Would you please return the line containing "Can you see the arched" and all the lines after it through the end of the records below, unchanged and on their own?

*** PROVIDED INFORMATION ***

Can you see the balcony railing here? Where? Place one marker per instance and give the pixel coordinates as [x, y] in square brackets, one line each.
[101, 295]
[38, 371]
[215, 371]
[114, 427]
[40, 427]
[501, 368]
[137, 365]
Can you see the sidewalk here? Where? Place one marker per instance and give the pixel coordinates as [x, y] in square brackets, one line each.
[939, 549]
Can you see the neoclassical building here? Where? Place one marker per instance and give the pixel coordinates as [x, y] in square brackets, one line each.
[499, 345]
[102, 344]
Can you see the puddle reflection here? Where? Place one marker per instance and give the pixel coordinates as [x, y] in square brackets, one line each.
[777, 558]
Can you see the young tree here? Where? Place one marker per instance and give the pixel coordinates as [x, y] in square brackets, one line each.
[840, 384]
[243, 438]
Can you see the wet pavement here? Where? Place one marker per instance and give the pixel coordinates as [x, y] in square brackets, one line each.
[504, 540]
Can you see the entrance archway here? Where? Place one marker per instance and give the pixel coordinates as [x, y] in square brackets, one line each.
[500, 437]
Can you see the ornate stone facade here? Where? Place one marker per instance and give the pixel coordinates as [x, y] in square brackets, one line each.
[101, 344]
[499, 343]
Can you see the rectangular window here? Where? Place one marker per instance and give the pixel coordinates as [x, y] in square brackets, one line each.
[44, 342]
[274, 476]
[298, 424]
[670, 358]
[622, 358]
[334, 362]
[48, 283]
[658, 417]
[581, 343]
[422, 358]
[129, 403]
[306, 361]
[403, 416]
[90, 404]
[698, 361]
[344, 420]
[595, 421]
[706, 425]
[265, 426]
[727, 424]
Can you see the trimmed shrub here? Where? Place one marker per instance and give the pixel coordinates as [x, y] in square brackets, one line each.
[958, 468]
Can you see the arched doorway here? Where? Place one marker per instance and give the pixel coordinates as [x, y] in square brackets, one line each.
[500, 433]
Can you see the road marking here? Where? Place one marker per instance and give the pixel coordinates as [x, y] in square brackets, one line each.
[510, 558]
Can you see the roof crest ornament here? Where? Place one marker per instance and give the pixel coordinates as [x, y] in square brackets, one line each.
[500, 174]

*** End of PROVIDED INFORMATION ***

EXERCISE SOLUTION:
Can you see the arched doorway here? Where? Place one marker per instance and give the pixel coordinates as [x, y] in square brackets, one line each.
[500, 433]
Can you see the road marking here? Where? Place one marker per instance and give the pixel coordinates as [x, y] in square brackets, one line each.
[510, 558]
Can you see the roof crest ornament here? Where? Place one marker per instance and give the pixel coordinates as [x, y] in square brackets, one line each.
[500, 174]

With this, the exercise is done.